RECORDS SHOWN:
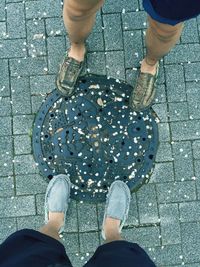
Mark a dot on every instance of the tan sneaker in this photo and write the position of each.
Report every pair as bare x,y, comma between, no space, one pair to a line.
144,92
68,74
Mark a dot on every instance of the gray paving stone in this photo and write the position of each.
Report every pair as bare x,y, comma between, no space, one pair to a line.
144,236
20,89
22,124
176,192
196,149
28,66
100,214
89,242
42,84
36,38
71,224
175,83
164,152
30,184
178,111
3,30
6,156
190,32
160,96
189,212
55,26
129,5
7,227
133,48
4,81
115,64
96,63
187,130
164,134
22,144
133,217
197,176
184,53
25,164
87,217
17,206
16,20
161,111
112,32
185,265
56,48
163,172
183,162
98,22
170,225
95,42
12,48
192,72
71,242
190,241
2,10
166,255
134,20
5,106
36,102
43,9
147,204
40,198
5,123
193,98
30,222
6,186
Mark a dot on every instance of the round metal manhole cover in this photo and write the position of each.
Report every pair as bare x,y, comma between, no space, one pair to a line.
95,137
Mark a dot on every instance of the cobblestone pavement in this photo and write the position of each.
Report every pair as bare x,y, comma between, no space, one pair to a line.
165,214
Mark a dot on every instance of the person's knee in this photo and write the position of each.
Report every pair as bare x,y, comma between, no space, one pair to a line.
165,32
77,12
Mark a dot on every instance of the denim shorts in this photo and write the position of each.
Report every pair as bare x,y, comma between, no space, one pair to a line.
29,248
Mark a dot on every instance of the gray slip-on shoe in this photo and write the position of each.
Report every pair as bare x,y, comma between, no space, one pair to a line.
117,204
57,196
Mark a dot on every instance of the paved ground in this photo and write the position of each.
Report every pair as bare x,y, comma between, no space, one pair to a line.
165,214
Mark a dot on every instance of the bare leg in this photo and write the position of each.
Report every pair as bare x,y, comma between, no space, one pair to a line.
160,38
53,226
79,18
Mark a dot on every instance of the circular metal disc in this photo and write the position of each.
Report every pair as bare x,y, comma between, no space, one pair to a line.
95,137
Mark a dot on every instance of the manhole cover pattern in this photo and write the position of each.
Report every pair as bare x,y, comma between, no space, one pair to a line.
95,137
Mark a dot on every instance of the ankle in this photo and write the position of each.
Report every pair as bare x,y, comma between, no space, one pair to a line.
112,236
77,51
150,62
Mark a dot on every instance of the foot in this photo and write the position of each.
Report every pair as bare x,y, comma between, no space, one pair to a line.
144,91
148,68
116,211
111,228
56,200
70,70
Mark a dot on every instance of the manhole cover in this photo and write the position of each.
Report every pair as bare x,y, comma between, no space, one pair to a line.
95,137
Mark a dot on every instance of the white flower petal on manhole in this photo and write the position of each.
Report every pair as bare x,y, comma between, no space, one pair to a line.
94,86
100,102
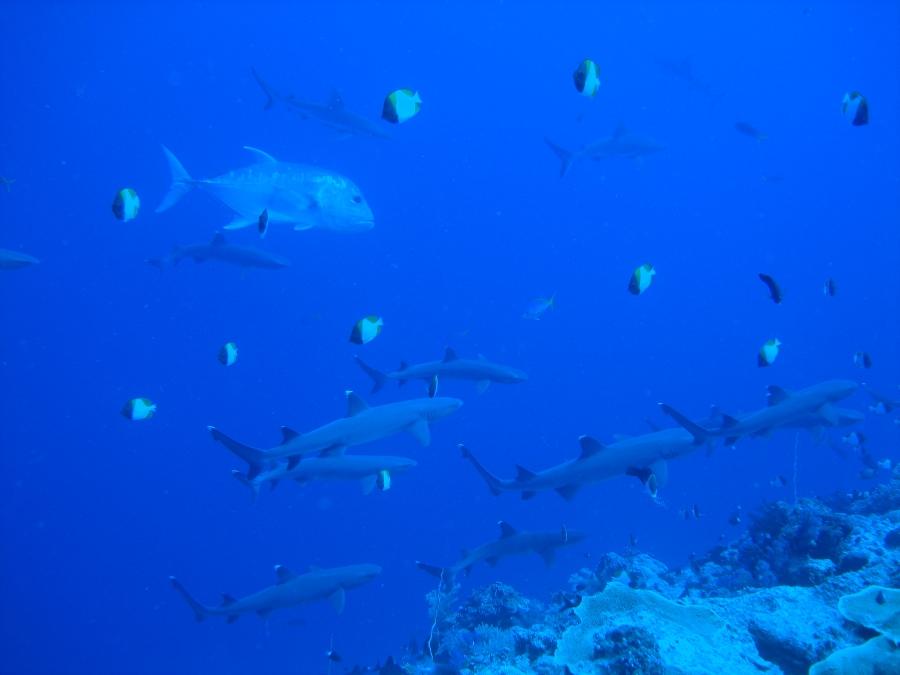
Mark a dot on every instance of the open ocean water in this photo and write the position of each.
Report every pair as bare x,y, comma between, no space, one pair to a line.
472,224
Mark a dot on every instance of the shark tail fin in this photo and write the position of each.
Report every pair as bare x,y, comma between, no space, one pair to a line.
565,156
271,94
494,484
182,183
256,459
200,611
378,378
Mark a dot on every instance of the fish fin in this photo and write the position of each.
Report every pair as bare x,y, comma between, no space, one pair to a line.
181,182
261,156
200,611
256,459
271,94
523,474
287,435
565,156
420,431
283,574
335,101
338,600
378,378
567,491
355,404
776,394
506,530
368,483
590,446
492,481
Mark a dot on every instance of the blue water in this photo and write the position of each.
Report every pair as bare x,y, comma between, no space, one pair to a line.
472,223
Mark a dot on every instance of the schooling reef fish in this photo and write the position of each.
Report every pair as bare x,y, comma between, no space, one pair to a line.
298,195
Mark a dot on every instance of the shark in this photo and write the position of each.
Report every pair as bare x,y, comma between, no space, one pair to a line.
332,114
301,196
374,471
289,590
362,424
219,249
812,407
479,370
644,457
14,260
511,542
620,144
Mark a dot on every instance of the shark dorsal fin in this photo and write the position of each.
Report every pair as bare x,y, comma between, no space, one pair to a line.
335,101
776,394
355,404
283,574
590,446
506,530
261,156
287,435
523,474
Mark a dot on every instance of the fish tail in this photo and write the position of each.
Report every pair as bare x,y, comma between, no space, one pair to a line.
378,378
271,94
256,459
565,156
181,182
200,611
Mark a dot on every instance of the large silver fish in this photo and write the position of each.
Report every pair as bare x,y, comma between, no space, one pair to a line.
298,195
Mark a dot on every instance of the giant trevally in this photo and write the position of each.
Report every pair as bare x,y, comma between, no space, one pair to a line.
298,195
332,114
221,250
290,590
621,144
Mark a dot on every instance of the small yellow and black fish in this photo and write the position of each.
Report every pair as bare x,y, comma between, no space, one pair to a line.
856,108
366,329
768,353
139,409
126,205
751,131
772,285
641,279
587,78
401,105
262,224
228,354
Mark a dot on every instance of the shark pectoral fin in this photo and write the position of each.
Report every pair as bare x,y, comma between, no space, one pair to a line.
420,431
567,491
338,600
548,555
368,484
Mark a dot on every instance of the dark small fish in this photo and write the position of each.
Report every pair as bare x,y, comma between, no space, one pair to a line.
772,285
262,224
751,131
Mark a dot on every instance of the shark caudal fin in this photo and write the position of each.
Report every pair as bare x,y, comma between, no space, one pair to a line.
182,183
495,485
256,459
200,611
566,157
378,378
271,95
700,434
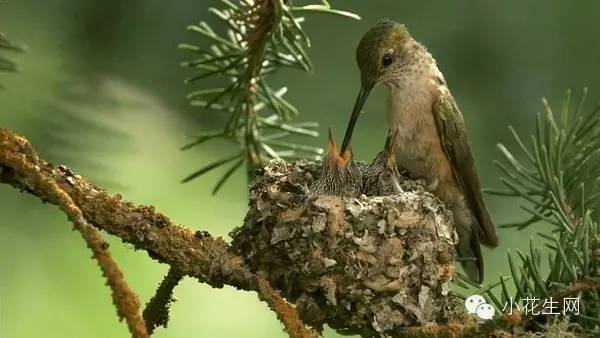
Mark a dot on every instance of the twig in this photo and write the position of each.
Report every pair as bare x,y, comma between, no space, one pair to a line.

WHAT NEEDS TO BE DONE: A faithful copy of the entries above is needed, one that contains no images.

ANSWER TO THE PROBLEM:
Mark a dot on every instance of the tan sneaker in this photo and write the position of each.
Report every pair as bare x,y, comma between, no space, one pair to a line.
144,92
68,74
Mark a dot on every instance of the gray paving stone in this photo and write the position of each.
Report every pair as bare x,y, comma between, no space, one pair to a line.
144,236
20,89
22,124
176,192
196,149
28,66
100,214
89,242
42,84
36,38
71,224
175,83
164,152
30,184
178,111
3,30
6,156
190,32
160,96
189,212
55,26
129,5
7,227
133,48
4,81
115,64
96,63
187,130
164,134
22,144
133,217
197,176
184,53
25,164
87,217
17,206
16,20
161,111
112,32
185,265
56,48
163,172
183,162
98,22
170,225
95,42
12,48
192,72
71,242
190,241
2,10
166,255
134,20
5,106
36,102
43,9
147,204
40,198
5,123
193,98
30,222
6,186
Mark a dot on every instance of the round metal manhole cover in this photo and write the position of each.
Report every pair as bare x,y, comma between, no space, one pair to a line.
95,137
Mark a dot on every instance of the cobblestone pavement in this photo and write the position of each.
Report every pair as bare x,y, comma between, no space, one pair to a line.
165,214
Mark a dot on every instance of the person's knee in this photo and write the position of each.
Report every pair as bare x,y, comma between, no space, one pair to a line.
165,32
77,12
Mark a dot on every instance of the denim shorts in this photo and write the position of each.
Report every pair as bare x,y, comma between, no space, one pair to a line.
29,248
Mark a dot on every instance of the gray slip-on shoe in this photo and write the position of each.
Report every pair as bare x,y, comma between, no space, one pair to a line.
117,204
57,196
Mark a dot on every instance of the paved ground in this photo and write the position of each.
Report every pair as bare x,y, comma between, no space, one pair to a line.
165,214
Mark a dot on every instance of the bare leg in this photo and write the position of each.
Report every pair as bare x,y, comma between, no space, one pair to a line.
160,38
53,226
79,18
Mark a dot on every instance of the circular metal disc in this photo and write the position of each.
Report every pair as bare x,y, comma between, no space, one pair to a line.
95,137
Mark a dot on every instance of the manhole cover pattern in this photo and write the position of each.
Report every pair as bare x,y, comma between, no space, one pair to a line.
95,137
Mark a dot on every instance of the ankle in this photo and write the position of each.
Report every pair as bare x,y, comma between, no space, one pair to a line.
112,236
77,51
150,62
Mark a dot on every instance of the foot in this photo and write the position of each.
Report every pair as bare x,y, comma between, no space, one pair to a line.
144,91
148,68
116,211
111,228
56,200
70,70
Mark a dot on every instance of the manhole cover in this photo and write the position of each.
Report every pair as bare x,y, comma between, no space, one pair to a line.
95,137
Mark a dot on every instance of the white flower petal on manhole in this photo and write the position of each.
Report every pair as bare x,y, comma between, no space, one pair to a line.
94,86
100,102
Mark a dot on every instance of the open ocean water in this photo and write the position of each.
Report every pair as bare x,y, comma between, no space, one pair to a line.
472,224
Mark a dot on every instance of the shark tail fin in this photo and write the position of each.
Report every pair as bare x,y, comma between, no space, one pair to a line.
565,156
271,94
494,484
182,183
256,459
200,611
378,378
Mark a dot on every instance of the fish fin in this photo and write the position of each.
Report every pair as bare x,y, comma between, no space, one pair to a line.
181,182
261,156
200,611
256,459
271,94
523,474
287,435
565,156
420,431
283,574
335,101
338,600
378,378
567,491
355,404
776,394
506,530
368,483
590,446
492,481
Mark a dot on every instance of the blue water in this photo and write the position of each.
Report every pair as bare x,y, comma between, no space, one pair to a line.
472,223
Mark a dot on every instance of the schooling reef fish in this photo and write the position of each.
Report every pair as bare x,y, comma between, no space, one pair to a line.
298,195
Mark a dot on every instance of the shark in this photo and write the position of each.
Report every pair as bare x,y, comma between, no space, one pair to a line.
332,114
301,196
374,471
289,590
362,424
219,249
812,407
479,370
644,457
14,260
511,542
620,144
Mark a dot on every instance of the shark dorsal fin in this photo and write the position of each.
Report every pair as bare x,y, comma between, no space, one pair to a line.
335,101
776,394
355,404
283,574
590,446
506,530
261,156
287,435
523,474
Mark a dot on every instance of the fish tail in this photo and write the position of each.
Report every pair as bare x,y, comma between, no space, one pair to a line.
378,378
271,94
256,459
565,156
181,182
200,611
Mark a dot on every instance of the large silver fish in this photo and write the position of each.
Report every pair as bare x,y, comma between, no space, one pair to a line.
298,195
Mark a dot on every instance of the giant trevally in this photo and write the position of each.
Report every pair as bare x,y, comma between, no space, one pair to a line.
298,195
332,114
221,250
290,590
621,144
Mark a dot on every instance of the small yellow and black fish in this photo and write the position of each.
Report every pair as bare x,y, comma between, no space, one pair to a line.
856,108
366,329
768,353
139,409
126,205
751,131
772,285
641,279
587,78
401,105
262,224
228,354
Mark a dot on every instance of the shark pectoral fin in this photo and write the position of each.
Report every pair as bare x,y, comma between, no space, one pair to a line.
420,431
567,491
338,600
548,555
368,484
Mark a dot on every instance of the dark small fish in this photo and write the position of each.
Report every pair as bare x,y, comma between, no space, one pair to a line.
772,285
262,224
751,131
Mark a dot on every instance of the shark caudal fin in this photo and write the position of each.
Report every pair as bare x,y, comma between, no space, one pair to a line.
182,183
495,485
256,459
200,611
566,157
378,378
271,95
700,434
Mark a dot on every instance of the twig in this photo and write the position of each.
Report every pair as bare x,y, comma between, no space, one pair to a line.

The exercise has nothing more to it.